» What is needed
Reproduce the entire listing below with "disc" swapped for "circle" wherever it occurs, leaving every other word unchanged. Omit the pictures from your answer.

» Information supplied
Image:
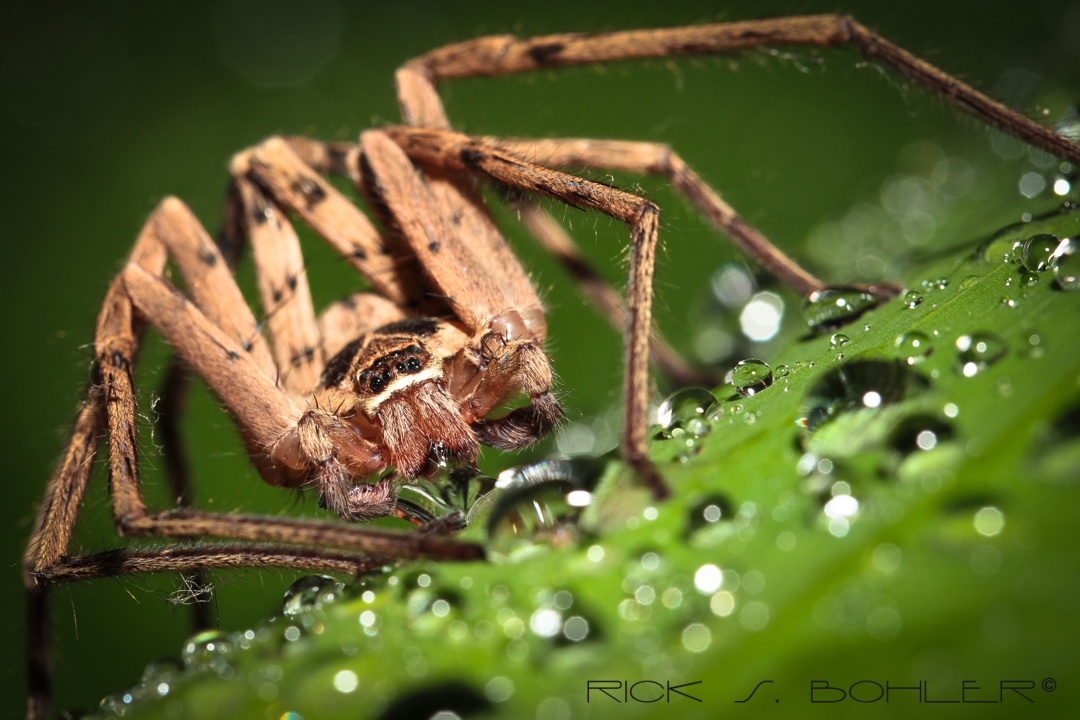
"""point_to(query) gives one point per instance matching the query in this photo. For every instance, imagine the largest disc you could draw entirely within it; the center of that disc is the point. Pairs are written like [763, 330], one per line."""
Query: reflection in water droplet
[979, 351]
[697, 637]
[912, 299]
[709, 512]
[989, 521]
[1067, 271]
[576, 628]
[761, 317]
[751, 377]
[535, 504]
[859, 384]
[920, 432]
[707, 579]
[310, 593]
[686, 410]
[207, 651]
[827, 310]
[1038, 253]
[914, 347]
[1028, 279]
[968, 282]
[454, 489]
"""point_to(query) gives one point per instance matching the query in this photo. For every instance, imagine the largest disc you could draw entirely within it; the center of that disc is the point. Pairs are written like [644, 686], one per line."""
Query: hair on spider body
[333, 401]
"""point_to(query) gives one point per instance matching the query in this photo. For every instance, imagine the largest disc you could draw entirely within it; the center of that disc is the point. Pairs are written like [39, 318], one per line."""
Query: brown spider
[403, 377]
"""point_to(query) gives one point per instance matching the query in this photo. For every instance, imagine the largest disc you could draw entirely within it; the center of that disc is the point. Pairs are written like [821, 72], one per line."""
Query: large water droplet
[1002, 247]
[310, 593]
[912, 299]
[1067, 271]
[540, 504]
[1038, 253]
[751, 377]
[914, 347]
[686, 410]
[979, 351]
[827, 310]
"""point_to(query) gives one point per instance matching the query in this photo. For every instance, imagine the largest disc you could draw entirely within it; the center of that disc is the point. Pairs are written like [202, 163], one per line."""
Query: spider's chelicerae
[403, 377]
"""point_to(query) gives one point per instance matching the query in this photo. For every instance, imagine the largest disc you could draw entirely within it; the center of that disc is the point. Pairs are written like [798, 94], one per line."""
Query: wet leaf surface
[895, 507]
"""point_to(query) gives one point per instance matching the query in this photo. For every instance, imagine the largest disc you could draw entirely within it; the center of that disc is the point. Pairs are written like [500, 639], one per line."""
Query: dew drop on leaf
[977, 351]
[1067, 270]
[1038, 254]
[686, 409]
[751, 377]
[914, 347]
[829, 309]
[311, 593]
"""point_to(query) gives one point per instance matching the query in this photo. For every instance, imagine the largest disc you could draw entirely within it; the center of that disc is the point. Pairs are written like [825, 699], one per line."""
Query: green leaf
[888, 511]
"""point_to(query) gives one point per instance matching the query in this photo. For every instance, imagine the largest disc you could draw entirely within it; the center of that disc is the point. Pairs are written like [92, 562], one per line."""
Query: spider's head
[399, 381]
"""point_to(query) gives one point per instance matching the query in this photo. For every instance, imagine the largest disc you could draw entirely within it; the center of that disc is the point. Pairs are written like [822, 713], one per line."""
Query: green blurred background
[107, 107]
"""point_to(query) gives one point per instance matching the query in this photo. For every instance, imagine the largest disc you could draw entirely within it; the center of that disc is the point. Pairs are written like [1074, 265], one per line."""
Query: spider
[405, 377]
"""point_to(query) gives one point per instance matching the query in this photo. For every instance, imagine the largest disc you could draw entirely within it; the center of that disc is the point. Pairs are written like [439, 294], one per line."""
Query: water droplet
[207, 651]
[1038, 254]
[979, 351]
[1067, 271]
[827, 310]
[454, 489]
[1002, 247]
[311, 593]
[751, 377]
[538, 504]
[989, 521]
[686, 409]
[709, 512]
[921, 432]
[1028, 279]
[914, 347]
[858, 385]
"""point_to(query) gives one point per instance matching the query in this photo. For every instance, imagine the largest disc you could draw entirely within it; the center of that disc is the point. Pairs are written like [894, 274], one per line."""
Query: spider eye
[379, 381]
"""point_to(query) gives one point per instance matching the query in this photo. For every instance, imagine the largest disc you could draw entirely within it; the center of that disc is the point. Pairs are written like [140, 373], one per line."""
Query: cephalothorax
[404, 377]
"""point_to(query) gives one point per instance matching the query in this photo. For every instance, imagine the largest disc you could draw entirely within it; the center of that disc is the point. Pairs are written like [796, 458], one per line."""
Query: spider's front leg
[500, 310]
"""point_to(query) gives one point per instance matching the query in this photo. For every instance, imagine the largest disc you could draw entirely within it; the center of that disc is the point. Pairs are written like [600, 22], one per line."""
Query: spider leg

» Written response
Image:
"""point_to(query) gives one point per instance matching the query in this photo. For every instance, imagine the largest circle you could draw entirely within it; the center of that circle is the point. Pairs are written like [763, 330], one per line."""
Query: reflection in water droplet
[979, 351]
[697, 637]
[912, 299]
[709, 512]
[989, 521]
[1067, 271]
[576, 628]
[761, 317]
[751, 377]
[535, 504]
[859, 384]
[920, 432]
[707, 579]
[310, 593]
[686, 410]
[207, 651]
[827, 310]
[1038, 253]
[914, 347]
[1028, 279]
[968, 282]
[454, 489]
"""point_to(query) gives one point per instance matching the query in this photo. For every instance, imagine the largest circle you could draw entirely within it; the center of that circle is the point. Pairs are written like [644, 686], one per line."""
Query: hair on spider body
[333, 401]
"""point_to(query) gives one point per instance matching the query in this photo. For every instance, imagine the largest circle you could draw entirely within it; the center of that circle is the point. Pairs are written like [39, 318], one per line."""
Query: brown spider
[403, 377]
"""point_to(query) gives one point per instance matching the query in this photo. For every instance, imagine the largest circle you could draw entirely within it; the center of that circle is the point. Pairs are written like [821, 72], one per line."""
Query: large water droplet
[1002, 247]
[310, 593]
[912, 299]
[1067, 271]
[540, 504]
[1038, 253]
[751, 377]
[914, 347]
[686, 410]
[979, 351]
[827, 310]
"""point_to(query) gives one point per instance matching the query in this photo. For every instance, imagine the largest circle you could draw entirely within it; the center of that circle is the point. Pairs are written like [202, 163], one per line."""
Query: spider's chelicerae
[403, 377]
"""point_to(query) gives one point per instance matching the query in this photo. For every instance, imagine the largest circle you could draw entirely within it; the center of that circle is the point. Pairs are written like [798, 94], one per line."""
Query: wet leaf surface
[895, 507]
"""point_to(query) gives one point per instance matching the query in this photo. For every instance, imagine the largest circle you could draw entirely within it; the center of that circle is the point. Pairs are written like [500, 639], one per line."""
Query: dew drop on leaf
[977, 351]
[1067, 270]
[1038, 254]
[686, 409]
[751, 377]
[914, 347]
[829, 309]
[311, 593]
"""point_to(query) gives one point per instance matching the query in this photo. For every instance, imagine the largest circle you could draw entirely within it; the center of that circle is the point. Pairs are written like [825, 699], one per line."""
Query: green leaf
[888, 511]
"""point_to(query) gives one point per instance matching the query in this photo. For every instance, imagine the largest circle you could draw entirely within it; the center of that circle is the point. Pairs are written like [92, 562], one per line."""
Query: spider's head
[399, 381]
"""point_to(query) gives one point per instance matching the query in this photo. For every instance, imagine the largest circle you could draw entirely within it; the center of that circle is the point. Pairs are written like [822, 713], one per line."""
Query: green blurred background
[107, 107]
"""point_to(query) gives one point per instance matching the query in this photo. For every instance, imagine the largest circle you could draw entirely within it; the center of that circle is the point. Pairs are written like [1074, 265], one per line."""
Query: spider
[405, 377]
"""point_to(query) gives one point per instance matching the query in this photo. For every instance, imagine the largest circle you could draw entirely within it; the center of that circle is the point. Pairs are written like [439, 294], one per line."""
Query: water droplet
[207, 651]
[1038, 254]
[979, 351]
[1067, 271]
[827, 310]
[454, 489]
[1002, 247]
[311, 593]
[751, 377]
[538, 504]
[989, 521]
[686, 409]
[709, 512]
[921, 432]
[1028, 279]
[914, 347]
[858, 385]
"""point_to(query) gives one point per instance matching the query in this photo. For every instance, imagine the largest circle you could draw entirely within it; the center of that circle is the point. Pairs are written like [894, 274], one per line."""
Query: spider eye
[379, 381]
"""point_to(query) gives one point per instance matching the query in this photo. For every instance, imagine the largest circle you could draw entirely within it; the center of that circle is the point. Pairs are written like [140, 373], one per line."""
Query: cephalothorax
[404, 377]
"""point_to(query) gives one point per instance matching the query in this photo. For every instance, imagine the largest circle you could draw entirely within it; the center of that circle is the point. Pairs are written like [796, 458], one per line."""
Query: spider's front leg
[500, 310]
"""point_to(query) gives one point per instance matching the query in this photo. For every instance, imagine the largest circle you could draw entirely within it; the center of that circle is the point. Pairs are written like [600, 22], one per line."""
Query: spider leg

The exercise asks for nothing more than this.